▶ _Task objective_
Everything from the line that contains "TARGET: white baseboard" to the end of the data below is to be reproduced verbatim; leave all else out.

*** Material for this exercise Section Begins ***

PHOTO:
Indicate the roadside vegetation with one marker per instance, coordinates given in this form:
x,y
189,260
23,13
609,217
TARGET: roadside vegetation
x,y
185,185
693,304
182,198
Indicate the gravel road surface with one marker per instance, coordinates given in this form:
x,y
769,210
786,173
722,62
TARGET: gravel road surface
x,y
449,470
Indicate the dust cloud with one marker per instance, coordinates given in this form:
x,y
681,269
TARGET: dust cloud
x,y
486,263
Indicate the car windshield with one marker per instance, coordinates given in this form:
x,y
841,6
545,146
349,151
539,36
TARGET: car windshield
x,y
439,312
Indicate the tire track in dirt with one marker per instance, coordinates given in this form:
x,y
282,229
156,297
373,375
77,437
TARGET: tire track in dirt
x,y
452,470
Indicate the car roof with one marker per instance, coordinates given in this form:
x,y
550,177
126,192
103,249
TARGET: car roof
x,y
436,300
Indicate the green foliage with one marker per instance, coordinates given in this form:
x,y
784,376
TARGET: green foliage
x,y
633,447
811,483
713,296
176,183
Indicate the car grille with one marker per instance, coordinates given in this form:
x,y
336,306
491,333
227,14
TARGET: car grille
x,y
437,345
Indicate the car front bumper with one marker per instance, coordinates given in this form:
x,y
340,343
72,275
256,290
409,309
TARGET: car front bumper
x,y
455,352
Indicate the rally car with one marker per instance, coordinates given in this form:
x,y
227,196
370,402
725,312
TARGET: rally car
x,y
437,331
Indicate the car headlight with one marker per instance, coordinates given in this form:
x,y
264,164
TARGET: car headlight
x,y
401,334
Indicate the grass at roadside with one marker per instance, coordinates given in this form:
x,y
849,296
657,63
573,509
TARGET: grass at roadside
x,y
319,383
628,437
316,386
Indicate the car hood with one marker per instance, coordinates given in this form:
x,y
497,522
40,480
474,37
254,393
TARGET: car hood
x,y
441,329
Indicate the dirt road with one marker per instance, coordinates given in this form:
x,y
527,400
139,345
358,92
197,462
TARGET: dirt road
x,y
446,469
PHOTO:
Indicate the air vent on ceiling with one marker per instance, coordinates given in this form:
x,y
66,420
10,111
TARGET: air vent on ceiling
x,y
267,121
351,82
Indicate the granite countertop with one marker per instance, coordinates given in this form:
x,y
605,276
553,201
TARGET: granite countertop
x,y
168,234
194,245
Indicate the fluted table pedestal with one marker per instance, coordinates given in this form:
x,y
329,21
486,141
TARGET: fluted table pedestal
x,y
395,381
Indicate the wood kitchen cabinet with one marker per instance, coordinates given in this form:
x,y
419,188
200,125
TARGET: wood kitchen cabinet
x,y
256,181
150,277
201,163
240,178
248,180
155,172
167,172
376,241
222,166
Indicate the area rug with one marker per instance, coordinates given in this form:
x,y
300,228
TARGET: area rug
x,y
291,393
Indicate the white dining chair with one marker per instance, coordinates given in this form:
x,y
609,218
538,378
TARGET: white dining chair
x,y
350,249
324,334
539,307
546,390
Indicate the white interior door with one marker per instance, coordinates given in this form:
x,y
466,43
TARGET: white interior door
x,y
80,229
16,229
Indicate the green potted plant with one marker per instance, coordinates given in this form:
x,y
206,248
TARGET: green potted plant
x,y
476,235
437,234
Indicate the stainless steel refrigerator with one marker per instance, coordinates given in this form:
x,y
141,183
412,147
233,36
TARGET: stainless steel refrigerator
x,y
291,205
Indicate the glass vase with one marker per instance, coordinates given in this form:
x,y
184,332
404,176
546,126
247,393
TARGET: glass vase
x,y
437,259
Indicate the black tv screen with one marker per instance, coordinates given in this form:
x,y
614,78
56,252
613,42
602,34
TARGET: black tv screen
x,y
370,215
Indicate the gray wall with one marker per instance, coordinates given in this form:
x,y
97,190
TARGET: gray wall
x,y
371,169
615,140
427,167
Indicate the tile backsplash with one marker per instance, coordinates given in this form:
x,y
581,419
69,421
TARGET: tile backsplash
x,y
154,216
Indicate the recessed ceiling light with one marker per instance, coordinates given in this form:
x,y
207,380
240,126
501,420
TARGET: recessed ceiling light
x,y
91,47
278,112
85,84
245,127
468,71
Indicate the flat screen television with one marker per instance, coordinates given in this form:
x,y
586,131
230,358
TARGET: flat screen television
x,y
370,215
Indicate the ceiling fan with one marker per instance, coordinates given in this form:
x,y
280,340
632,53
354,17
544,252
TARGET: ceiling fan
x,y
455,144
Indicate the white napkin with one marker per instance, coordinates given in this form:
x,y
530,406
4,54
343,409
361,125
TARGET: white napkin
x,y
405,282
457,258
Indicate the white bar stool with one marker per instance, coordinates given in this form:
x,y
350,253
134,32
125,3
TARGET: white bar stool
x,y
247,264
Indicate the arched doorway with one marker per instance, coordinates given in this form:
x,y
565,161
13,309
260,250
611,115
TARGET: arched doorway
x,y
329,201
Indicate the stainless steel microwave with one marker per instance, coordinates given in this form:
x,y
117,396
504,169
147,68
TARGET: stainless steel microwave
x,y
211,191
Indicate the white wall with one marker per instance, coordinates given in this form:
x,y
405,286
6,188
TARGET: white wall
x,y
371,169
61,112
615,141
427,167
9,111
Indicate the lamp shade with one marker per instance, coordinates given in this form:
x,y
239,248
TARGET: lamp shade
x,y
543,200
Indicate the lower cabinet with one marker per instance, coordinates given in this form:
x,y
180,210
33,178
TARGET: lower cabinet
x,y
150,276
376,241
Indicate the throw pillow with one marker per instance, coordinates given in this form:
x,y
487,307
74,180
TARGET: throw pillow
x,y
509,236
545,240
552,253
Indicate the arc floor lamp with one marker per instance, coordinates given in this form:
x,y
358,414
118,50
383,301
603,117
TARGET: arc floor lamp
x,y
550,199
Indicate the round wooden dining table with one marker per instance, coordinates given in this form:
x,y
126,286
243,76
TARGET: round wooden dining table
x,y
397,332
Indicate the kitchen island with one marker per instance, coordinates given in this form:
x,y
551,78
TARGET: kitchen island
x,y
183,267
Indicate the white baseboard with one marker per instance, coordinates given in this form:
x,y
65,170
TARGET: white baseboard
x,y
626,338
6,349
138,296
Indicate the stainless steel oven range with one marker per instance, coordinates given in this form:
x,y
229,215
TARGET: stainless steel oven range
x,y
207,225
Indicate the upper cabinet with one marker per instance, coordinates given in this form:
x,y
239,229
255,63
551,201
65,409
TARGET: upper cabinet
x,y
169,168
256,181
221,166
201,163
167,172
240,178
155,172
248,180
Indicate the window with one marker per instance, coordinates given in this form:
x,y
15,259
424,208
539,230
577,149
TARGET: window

*** Material for this exercise Section Ends ***

▶ _Written reply_
TARGET: white baseboard
x,y
626,338
6,349
138,296
Indicate the stainless steel oven range with one marker per instance, coordinates given in this form:
x,y
229,215
TARGET: stainless steel oven range
x,y
207,225
Indicate the upper cabinet with one marker per instance, coordinates given in this form:
x,y
239,229
255,63
551,201
65,409
TARGET: upper cabinet
x,y
169,168
256,181
221,166
201,163
167,172
240,178
155,172
248,180
Indicate the window with one marker per instance, coordinates given in this form:
x,y
15,259
424,208
539,230
577,149
TARGET: window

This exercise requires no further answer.